Consignes>
A) D'après le texte sur le Magic Pass, pourquoi Yvan Pahud pense-t-il que les skieurs auront envie de revenir dans la région l'été ? Répondez en une à trois phrases.
B) Résumez le texte sur le Magic Pass en deux phrases.
C) Recopiez le passage du texte sur le Magic Pass qui commence à « Mardi, la nouvelle » et se termine à « couvrir les charges. ».

Texte présenté>
--
Mardi, la nouvelle tombait : le domaine de Sainte-Croix-Les Rasses entre dans le Magic Pass. L’abonnement de ski « low-cost » créé en 2017 permettra à ses détenteurs de skier et de profiter des infrastructures estivales dans 69 stations (majoritairement en Suisse, mais aussi dans le Jura français), du 1er mai 2023 au 31 avril 2024. Pour Yvan Pahud, municipal en charge du tourisme dans la commune de Sainte-Croix et membre du comité du SCRMBJV, l’association de la station locale avec le mastodonte bleu permettra d’assurer l’avenir des remontées mécaniques, dont l’exploitation, même les bonnes années, ne permet pas de couvrir les charges.
« Grâce au « T’es Royé » (l’abonnement local), ça nous faisait un bon financement de base », explique Corinne Graf. « Mais on perdait à peu près 20 % de clients par année. » L’entrée dans le Magic Pass devrait ainsi donner accès à une manne financière au travers de ses 165’000 abonnés, un nombre en constante augmentation qui permet d’envisager de nouvelles perspectives. « Le domaine est idéalement situé, proche d’Yverdon et de Lausanne, mais on peut aussi espérer attirer des Bernois et des Lucernois qui passeront quelques nuitées chez nous », élabore Yvan Pahud qui espère des retombées pour les hôtels, restaurants et commerçants locaux. Car le politicien en est convaincu, la découverte de la station de ski offrira une visibilité générale aux atours de la région. « Quand une personne vient skier, elle voit le panorama, les infrastructures de randonnées, de VTT, les hôtels, les restaurants, le futur Musée, elle aura envie d’y revenir l’été ». Le développement du tourisme quatre saisons pourrait être boosté par cette entrée dans le Magic Pass puisque le précieux sésame permet d’utiliser un certain nombre d’infrastructures estivales.
--
(Descriptions libres d'objets)

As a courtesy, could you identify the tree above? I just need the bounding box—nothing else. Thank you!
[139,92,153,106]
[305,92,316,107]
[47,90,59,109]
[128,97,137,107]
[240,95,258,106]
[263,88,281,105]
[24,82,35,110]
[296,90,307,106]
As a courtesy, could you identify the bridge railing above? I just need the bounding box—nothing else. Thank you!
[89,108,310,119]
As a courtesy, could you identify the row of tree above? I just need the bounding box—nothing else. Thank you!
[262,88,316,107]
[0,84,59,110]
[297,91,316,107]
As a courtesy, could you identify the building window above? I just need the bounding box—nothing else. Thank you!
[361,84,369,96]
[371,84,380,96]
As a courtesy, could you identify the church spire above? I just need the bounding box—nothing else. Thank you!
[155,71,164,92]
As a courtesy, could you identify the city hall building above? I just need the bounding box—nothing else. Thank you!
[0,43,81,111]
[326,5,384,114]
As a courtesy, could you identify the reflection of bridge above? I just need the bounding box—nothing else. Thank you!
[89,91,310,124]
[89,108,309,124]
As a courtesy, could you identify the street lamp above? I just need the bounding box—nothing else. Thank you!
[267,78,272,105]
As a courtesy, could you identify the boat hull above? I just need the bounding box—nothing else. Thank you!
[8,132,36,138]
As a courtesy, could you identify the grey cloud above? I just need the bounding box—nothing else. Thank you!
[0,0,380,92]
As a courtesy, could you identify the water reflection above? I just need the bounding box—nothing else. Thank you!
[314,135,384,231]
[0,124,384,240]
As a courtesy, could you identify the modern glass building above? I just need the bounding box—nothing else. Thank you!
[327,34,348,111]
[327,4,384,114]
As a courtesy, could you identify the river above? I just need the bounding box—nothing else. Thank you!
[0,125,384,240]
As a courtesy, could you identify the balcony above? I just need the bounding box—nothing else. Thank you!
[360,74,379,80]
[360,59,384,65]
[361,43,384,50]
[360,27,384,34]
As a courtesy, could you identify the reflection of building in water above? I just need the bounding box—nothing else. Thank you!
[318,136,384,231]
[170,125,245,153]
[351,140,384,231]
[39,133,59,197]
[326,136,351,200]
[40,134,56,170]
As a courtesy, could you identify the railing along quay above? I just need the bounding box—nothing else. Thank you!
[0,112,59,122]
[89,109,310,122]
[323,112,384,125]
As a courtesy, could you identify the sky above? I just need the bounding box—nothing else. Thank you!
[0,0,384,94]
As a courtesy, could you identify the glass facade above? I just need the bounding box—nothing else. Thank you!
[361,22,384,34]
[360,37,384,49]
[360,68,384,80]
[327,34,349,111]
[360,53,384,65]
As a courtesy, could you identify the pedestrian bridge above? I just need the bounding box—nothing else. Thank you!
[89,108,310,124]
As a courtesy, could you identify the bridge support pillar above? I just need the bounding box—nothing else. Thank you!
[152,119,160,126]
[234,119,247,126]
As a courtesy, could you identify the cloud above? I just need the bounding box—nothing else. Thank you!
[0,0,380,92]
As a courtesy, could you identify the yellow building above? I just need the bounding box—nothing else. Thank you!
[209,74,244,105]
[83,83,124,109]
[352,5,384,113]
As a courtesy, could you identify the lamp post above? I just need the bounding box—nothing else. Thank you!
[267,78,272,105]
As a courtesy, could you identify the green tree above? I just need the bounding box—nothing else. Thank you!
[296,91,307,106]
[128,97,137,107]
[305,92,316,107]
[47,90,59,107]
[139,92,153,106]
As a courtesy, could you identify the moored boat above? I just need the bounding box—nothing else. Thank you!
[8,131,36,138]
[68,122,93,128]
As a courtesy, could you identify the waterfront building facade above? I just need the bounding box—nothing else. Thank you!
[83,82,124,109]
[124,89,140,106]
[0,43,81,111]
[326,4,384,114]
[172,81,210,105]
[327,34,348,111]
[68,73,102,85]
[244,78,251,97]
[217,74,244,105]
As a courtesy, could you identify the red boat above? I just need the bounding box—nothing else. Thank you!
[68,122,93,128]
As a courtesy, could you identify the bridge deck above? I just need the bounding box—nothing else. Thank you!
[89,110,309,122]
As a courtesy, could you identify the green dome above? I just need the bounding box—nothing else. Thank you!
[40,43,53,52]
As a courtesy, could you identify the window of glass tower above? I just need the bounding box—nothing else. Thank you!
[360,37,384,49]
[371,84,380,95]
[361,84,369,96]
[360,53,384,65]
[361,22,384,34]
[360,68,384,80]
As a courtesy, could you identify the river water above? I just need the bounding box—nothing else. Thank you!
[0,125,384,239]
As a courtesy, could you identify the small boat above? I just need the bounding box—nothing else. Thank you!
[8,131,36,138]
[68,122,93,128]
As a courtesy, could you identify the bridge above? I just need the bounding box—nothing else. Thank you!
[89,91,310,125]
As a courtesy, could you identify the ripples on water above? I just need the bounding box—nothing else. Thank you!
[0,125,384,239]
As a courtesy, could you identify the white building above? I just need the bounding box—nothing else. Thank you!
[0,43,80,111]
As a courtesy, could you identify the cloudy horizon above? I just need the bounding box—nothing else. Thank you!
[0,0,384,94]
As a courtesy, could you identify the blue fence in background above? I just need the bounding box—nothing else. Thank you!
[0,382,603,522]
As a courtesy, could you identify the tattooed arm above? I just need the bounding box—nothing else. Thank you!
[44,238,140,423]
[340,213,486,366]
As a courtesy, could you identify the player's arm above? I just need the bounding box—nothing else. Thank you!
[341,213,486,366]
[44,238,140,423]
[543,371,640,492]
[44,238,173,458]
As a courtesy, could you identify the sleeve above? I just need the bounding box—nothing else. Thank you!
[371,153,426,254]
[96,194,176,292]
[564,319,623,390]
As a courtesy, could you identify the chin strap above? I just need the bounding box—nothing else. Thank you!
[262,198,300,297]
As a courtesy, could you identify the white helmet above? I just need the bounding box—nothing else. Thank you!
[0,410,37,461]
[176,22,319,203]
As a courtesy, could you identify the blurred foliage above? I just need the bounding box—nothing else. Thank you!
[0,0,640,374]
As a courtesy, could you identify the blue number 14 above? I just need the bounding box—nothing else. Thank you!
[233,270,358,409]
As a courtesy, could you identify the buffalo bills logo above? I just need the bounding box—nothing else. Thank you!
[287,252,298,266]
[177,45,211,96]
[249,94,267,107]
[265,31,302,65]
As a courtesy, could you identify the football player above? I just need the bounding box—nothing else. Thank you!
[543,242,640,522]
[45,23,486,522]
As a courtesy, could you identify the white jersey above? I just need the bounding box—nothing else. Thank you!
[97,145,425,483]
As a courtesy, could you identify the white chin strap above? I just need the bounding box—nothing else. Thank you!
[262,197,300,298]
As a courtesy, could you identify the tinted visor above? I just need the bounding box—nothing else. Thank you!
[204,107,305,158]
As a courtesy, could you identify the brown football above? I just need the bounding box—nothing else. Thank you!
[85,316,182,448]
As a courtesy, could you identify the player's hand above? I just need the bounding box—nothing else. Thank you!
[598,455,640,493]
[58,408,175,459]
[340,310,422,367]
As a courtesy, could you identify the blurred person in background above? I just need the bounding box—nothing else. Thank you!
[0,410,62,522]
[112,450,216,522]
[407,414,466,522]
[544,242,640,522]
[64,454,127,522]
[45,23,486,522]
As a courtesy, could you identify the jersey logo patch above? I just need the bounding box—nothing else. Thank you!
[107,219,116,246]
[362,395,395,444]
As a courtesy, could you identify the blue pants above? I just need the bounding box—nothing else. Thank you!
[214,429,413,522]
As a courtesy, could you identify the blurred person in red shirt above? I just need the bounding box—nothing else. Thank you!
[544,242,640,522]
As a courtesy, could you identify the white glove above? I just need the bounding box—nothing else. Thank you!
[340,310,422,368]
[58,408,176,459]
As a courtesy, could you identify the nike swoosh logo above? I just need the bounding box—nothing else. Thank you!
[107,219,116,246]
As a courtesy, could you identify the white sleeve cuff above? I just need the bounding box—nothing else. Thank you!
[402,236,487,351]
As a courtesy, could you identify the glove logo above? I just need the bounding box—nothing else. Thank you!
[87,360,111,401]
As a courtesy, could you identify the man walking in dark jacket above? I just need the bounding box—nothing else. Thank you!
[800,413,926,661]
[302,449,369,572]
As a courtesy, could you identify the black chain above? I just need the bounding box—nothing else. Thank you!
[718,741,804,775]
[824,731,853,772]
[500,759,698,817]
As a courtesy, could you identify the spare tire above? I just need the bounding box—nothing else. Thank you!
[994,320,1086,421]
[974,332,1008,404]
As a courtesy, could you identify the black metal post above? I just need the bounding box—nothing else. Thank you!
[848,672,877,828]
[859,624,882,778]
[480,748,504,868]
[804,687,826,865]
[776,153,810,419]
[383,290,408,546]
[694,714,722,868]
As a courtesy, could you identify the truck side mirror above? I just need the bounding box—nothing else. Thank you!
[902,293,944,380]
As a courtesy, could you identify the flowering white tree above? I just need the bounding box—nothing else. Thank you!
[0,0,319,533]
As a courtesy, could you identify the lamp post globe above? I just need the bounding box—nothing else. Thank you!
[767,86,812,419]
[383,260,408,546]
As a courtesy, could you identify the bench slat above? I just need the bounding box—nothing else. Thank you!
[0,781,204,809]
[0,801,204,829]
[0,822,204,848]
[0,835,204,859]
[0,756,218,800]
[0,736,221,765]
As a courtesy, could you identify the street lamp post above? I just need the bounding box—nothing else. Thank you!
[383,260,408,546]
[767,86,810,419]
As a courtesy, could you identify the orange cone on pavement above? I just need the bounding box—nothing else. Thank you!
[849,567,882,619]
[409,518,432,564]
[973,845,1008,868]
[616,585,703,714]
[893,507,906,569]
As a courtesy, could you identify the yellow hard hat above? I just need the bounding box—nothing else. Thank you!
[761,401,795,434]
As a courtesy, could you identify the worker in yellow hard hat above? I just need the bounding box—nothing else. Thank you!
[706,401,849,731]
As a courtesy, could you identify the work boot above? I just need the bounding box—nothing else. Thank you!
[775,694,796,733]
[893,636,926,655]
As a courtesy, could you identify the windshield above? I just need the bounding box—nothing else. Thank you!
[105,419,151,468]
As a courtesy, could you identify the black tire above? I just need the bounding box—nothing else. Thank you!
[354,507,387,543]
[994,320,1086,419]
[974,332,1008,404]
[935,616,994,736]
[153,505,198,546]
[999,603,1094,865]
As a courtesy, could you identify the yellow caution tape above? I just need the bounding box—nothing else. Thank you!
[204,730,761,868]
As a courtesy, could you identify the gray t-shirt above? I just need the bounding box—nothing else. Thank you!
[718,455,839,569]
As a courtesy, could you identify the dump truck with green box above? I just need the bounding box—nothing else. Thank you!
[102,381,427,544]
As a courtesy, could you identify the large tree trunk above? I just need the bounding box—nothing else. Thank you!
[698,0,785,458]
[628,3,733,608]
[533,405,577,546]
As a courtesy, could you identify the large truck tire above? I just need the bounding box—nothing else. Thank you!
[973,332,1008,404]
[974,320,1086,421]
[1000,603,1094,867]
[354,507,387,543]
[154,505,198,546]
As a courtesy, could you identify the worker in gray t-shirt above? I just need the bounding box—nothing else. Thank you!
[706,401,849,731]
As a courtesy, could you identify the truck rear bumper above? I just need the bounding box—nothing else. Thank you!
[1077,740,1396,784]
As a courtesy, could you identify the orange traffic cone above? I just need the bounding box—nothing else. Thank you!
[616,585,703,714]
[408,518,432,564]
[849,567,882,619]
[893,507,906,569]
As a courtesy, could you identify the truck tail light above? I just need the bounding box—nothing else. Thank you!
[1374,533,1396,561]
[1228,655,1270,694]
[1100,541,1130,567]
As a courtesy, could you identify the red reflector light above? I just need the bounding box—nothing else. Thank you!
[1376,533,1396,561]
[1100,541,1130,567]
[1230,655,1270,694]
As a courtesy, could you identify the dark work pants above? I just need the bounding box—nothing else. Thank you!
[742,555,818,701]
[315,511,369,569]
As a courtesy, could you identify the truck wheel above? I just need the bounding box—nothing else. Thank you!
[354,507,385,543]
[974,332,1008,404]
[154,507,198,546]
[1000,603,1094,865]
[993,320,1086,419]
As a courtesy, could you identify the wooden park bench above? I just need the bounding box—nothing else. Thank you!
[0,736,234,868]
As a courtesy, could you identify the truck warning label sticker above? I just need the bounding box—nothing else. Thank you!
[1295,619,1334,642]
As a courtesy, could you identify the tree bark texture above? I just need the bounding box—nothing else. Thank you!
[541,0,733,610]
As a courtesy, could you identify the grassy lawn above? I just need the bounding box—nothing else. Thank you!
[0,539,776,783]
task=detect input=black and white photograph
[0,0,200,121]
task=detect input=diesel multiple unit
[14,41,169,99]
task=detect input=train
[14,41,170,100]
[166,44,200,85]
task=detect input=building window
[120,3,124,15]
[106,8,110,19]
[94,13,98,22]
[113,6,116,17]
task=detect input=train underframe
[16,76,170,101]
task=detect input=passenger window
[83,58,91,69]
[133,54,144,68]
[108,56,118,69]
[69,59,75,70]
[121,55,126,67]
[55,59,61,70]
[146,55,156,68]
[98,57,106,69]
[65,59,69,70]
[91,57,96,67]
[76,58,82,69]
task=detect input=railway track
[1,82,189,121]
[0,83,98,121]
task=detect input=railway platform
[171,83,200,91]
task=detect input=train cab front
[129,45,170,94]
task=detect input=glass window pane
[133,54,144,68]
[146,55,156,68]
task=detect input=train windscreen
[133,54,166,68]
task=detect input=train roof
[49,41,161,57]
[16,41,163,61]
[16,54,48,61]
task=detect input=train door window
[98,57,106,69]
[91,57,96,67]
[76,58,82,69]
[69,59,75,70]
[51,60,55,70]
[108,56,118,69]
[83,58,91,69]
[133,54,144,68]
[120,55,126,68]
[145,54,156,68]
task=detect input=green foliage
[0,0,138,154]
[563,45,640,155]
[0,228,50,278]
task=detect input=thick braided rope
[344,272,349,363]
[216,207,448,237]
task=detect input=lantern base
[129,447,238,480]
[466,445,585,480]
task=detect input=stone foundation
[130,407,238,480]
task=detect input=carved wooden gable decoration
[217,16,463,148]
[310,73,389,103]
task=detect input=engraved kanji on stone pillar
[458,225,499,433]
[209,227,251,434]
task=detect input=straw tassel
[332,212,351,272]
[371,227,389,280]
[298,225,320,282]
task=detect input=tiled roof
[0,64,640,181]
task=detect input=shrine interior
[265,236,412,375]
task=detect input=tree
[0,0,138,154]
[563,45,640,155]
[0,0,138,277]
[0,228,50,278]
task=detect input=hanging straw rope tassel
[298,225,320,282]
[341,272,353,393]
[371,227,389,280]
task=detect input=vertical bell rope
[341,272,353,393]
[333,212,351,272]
--
Liste des réponses>
A) Selon lui, une personne qui vient skier découvre aussi le panorama, les infrastructures de randonnée et de VTT, les hôtels, les restaurants et le futur musée. Cette découverte lui donnera envie d'y revenir l'été.

B) Le domaine de Sainte-Croix-Les Rasses entre dans le Magic Pass, un abonnement de ski « low-cost » valable dans 69 stations, ce qui doit assurer l'avenir de remontées mécaniques dont l'exploitation ne couvre pas les charges. Grâce aux 165'000 abonnés du Magic Pass, les responsables espèrent attirer de nouveaux clients, des retombées pour les commerces locaux et un essor du tourisme quatre saisons.

C)
Mardi, la nouvelle tombait : le domaine de Sainte-Croix-Les Rasses entre dans le Magic Pass. L’abonnement de ski « low-cost » créé en 2017 permettra à ses détenteurs de skier et de profiter des infrastructures estivales dans 69 stations (majoritairement en Suisse, mais aussi dans le Jura français), du 1er mai 2023 au 31 avril 2024. Pour Yvan Pahud, municipal en charge du tourisme dans la commune de Sainte-Croix et membre du comité du SCRMBJV, l’association de la station locale avec le mastodonte bleu permettra d’assurer l’avenir des remontées mécaniques, dont l’exploitation, même les bonnes années, ne permet pas de couvrir les charges.